ANFORDERUNG A: Extrahiere aus der Auflistung unten jede Zeile, die die Zeichenfolge „snake“ enthält.

QUELLE:
******

Frau Präsidentin! Meine sehr verehrten Damen und Herren! Der vorliegende Gesetzentwurf der Landesregierung berücksichtigt überwiegend Anregungen aus der kommunalen Praxis. Es verwundert daher nicht, dass die Vertreter der kommunalen Spitzenverbände und die Vertreter des Tourismusver… Terroris… - oje! - des Tourismusverbandes die vorgesehene Änderung begrüßen.

(Vereinzelt Heiterkeit - Frau Johlige [Die Linke]: Wenn der Horizont so eingeschränkt ist!)

Die Erweiterung der Erhebungsmöglichkeiten der Gemeinden im Bereich der Tourismusfinanzierung stärkt den Ausbau und Erhalt touristischer Infrastrukturen. Insbesondere sollen künftig alle Gemeinden Gastbeiträge erheben können. Die zulässige Kalkulationsperiode wird nach dem Entwurf auf bis zu drei Jahre verlängert. Ich meine, wir sollten nicht an der bundesweit kürzesten Frist festhalten, die bisher galt, sondern den Gestaltungsspielraum der Kommunen in dieser Hinsicht erweitern.

Zudem können künftig außerplanmäßige Abschreibungen im Rahmen der Gebührenkalkulation berücksichtigt werden. Die Schaffung der Optionsregelung stärkt die kommunale Selbstverwaltung. Mit der Abschaffung des Genehmigungsvorbehaltes für neue Steuern werden zudem fragwürdige Standards, die es in unseren Gesetzen bisher gab, abgebaut. Ich halte das für äußerst sinnvoll.

Meine sehr verehrten Damen und Herren, die gleich gerichteten Änderungsvorschläge der Fraktion Die Linke und der AfD

(Frau Johlige [Die Linke]: Die sind nicht gleich gerichtet!)

betreffen nicht das KAG, sondern § 69 Abs. 6 der Kommunalverfassung. Diese Regelung ist allerdings nicht neu, sondern wurde bereits im Dezember 2020 beschlossen. Danach dürfen Haushaltssatzungen für das Haushaltsjahr 2025 nur veröffentlicht werden, wenn der Jahresabschluss 2022 beschlossen und der Jahresabschluss 2023 aufgestellt und dem Rechnungsprüfungsamt sowie der Kommunalaufsicht vorgelegt worden ist. Denn für eine verlässliche Haushaltsplanung benötigen die Gemeindevertretungen - das ist hier schon mehrfach ausgeführt worden - die Haushaltsdaten.

******

BEREITGESTELLTE ANGABEN:
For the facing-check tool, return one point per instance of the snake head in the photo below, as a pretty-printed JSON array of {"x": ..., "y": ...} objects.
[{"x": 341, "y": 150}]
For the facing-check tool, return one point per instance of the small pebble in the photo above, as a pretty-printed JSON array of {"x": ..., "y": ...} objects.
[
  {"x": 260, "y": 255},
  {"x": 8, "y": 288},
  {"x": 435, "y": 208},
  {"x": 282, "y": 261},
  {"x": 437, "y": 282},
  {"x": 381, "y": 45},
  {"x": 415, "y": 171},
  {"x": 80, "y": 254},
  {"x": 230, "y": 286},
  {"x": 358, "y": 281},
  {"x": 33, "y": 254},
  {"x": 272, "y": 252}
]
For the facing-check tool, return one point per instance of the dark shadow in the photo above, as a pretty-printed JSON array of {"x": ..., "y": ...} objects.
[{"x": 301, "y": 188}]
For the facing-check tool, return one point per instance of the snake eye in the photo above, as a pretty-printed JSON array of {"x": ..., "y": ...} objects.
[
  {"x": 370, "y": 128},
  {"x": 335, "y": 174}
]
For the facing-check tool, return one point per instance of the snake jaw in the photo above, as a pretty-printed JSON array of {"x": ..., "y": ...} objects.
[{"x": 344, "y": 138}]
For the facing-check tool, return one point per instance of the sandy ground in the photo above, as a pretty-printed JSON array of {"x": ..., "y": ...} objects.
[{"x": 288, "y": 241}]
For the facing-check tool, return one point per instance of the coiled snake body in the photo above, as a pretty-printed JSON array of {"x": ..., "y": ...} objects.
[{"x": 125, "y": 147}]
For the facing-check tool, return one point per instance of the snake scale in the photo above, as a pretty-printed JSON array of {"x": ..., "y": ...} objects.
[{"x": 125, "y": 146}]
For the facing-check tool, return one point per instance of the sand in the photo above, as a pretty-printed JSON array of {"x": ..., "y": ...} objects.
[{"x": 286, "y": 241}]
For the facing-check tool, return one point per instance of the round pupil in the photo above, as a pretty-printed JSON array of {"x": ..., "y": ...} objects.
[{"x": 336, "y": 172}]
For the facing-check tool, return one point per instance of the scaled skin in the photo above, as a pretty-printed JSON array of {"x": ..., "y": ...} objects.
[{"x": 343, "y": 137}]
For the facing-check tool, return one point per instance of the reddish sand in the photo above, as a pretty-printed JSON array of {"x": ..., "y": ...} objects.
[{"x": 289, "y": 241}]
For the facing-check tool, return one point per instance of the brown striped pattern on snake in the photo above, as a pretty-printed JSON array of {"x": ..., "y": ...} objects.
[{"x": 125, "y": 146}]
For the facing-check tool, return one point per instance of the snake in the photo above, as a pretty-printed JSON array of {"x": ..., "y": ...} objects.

******

ANFORDERUNG B: Gib aus der Rede zur Tourismusfinanzierung oben den Abschnitt wortgetreu aus, beginnend mit „Zudem können künftig“ und weiter bis einschließlich „nicht gleich gerichtet!)“.

ANTWORT A:
For the facing-check tool, return one point per instance of the snake head in the photo below, as a pretty-printed JSON array of {"x": ..., "y": ...} objects.
For the facing-check tool, return one point per instance of the snake eye in the photo above, as a pretty-printed JSON array of {"x": ..., "y": ...} objects.
For the facing-check tool, return one point per instance of the snake jaw in the photo above, as a pretty-printed JSON array of {"x": ..., "y": ...} objects.
For the facing-check tool, return one point per instance of the coiled snake body in the photo above, as a pretty-printed JSON array of {"x": ..., "y": ...} objects.
For the facing-check tool, return one point per instance of the snake scale in the photo above, as a pretty-printed JSON array of {"x": ..., "y": ...} objects.
For the facing-check tool, return one point per instance of the brown striped pattern on snake in the photo above, as a pretty-printed JSON array of {"x": ..., "y": ...} objects.
For the facing-check tool, return one point per instance of the snake in the photo above, as a pretty-printed JSON array of {"x": ..., "y": ...} objects.

ANTWORT B:
Zudem können künftig außerplanmäßige Abschreibungen im Rahmen der Gebührenkalkulation berücksichtigt werden. Die Schaffung der Optionsregelung stärkt die kommunale Selbstverwaltung. Mit der Abschaffung des Genehmigungsvorbehaltes für neue Steuern werden zudem fragwürdige Standards, die es in unseren Gesetzen bisher gab, abgebaut. Ich halte das für äußerst sinnvoll.

Meine sehr verehrten Damen und Herren, die gleich gerichteten Änderungsvorschläge der Fraktion Die Linke und der AfD

(Frau Johlige [Die Linke]: Die sind nicht gleich gerichtet!)